**TASK BRIEF**
Can you reproduce each of the following records line for line, without changing anything?

**Source records**
════════

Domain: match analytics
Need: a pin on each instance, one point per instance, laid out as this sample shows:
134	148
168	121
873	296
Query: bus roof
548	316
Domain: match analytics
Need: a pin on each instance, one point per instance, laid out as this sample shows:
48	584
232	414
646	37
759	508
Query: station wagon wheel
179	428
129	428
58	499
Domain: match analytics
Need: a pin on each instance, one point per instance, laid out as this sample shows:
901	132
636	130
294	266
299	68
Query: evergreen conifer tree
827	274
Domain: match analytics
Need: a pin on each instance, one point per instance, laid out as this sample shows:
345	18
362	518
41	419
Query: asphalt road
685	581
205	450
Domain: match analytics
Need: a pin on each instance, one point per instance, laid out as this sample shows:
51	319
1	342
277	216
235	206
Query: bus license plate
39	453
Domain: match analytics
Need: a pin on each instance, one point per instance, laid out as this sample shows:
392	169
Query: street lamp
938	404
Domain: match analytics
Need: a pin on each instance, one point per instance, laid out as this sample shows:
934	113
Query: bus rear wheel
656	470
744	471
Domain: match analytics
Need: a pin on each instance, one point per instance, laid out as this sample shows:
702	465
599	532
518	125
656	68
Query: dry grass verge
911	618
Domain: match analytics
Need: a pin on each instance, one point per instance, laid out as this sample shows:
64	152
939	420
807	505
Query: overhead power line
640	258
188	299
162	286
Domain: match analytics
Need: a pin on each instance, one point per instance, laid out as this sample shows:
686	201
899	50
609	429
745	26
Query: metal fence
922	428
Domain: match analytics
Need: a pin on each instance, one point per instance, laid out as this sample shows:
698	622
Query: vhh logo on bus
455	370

════════

**TASK ANSWER**
Domain: match analytics
Need: a pin on each instance, one point per instance, laid out as this sample shows:
134	148
168	121
873	296
Query: bus roof
548	316
Domain: match analytics
Need: a pin on each instance, one point per instance, laid out as this sample shows:
48	584
232	414
646	37
759	508
Query: station wagon wheel
179	428
129	428
58	499
Domain: match analytics
Need: a pin on each instance, one point per instance, laid out as this sample shows:
901	132
636	130
294	266
299	68
Query: evergreen conifer tree
827	274
Domain: match analytics
Need: a pin on each instance, one point per instance, laid out as this sample shows:
345	18
362	518
41	419
Query: asphalt road
685	581
205	450
Domain: match analytics
Need: a pin on each instance, one point per instance, laid out as this sample shows:
51	319
1	342
277	216
235	206
Query: bus license plate
39	453
Domain: match analytics
Need: a pin on each instance, one point per instance, laid out as this sample shows:
392	169
Query: street lamp
938	404
Domain: match analytics
Need: a pin on each instance, one point per instance, laid out as this sample shows:
934	113
Query: bus rear wheel
656	470
744	471
Domain: match analytics
Need: a pin on each instance, one point per instance, laid out as this sample shows:
702	465
599	532
518	125
656	68
Query: dry grass verge
911	618
Domain: match analytics
Need: a pin on each instance, one point per instance, laid out as this sample shows:
64	152
939	420
807	505
Query: overhead power line
640	258
188	299
162	286
Domain: match analytics
Need: a pin on each instance, one point per instance, laid out as this sample shows:
686	201
899	50
609	429
745	26
Query: metal fence
922	428
Domain: match analytics
Need: a pin on each instance, one point per instance, laid out as this sample shows:
698	622
Query: vhh logo on bus
455	370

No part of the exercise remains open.